THE REQUEST:
Please count the lines in the listing below that contain the word "snow". Reply with the number alone.

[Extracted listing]
☆ ☆ ☆ ☆
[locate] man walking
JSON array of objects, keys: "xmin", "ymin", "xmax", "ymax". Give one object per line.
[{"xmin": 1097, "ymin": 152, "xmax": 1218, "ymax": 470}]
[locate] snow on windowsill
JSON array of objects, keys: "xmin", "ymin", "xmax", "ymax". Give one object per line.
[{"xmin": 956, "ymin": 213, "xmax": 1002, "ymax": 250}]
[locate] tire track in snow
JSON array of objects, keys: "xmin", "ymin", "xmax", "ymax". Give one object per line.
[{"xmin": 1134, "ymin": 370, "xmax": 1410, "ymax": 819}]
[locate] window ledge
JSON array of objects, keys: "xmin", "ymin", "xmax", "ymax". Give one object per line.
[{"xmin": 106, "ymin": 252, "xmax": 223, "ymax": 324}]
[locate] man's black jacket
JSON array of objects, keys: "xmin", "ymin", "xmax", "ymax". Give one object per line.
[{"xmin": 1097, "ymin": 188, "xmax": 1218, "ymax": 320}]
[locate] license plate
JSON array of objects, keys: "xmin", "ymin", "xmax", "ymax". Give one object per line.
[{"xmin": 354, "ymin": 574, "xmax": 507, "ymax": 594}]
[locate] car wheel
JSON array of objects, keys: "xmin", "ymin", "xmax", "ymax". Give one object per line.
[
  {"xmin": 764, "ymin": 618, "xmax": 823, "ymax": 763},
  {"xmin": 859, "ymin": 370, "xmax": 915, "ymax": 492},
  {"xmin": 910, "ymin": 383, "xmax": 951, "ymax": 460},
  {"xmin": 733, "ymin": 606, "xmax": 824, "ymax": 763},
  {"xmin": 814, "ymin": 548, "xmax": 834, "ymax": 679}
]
☆ ☆ ☆ ☆
SOLUTION TO THIS TASK:
2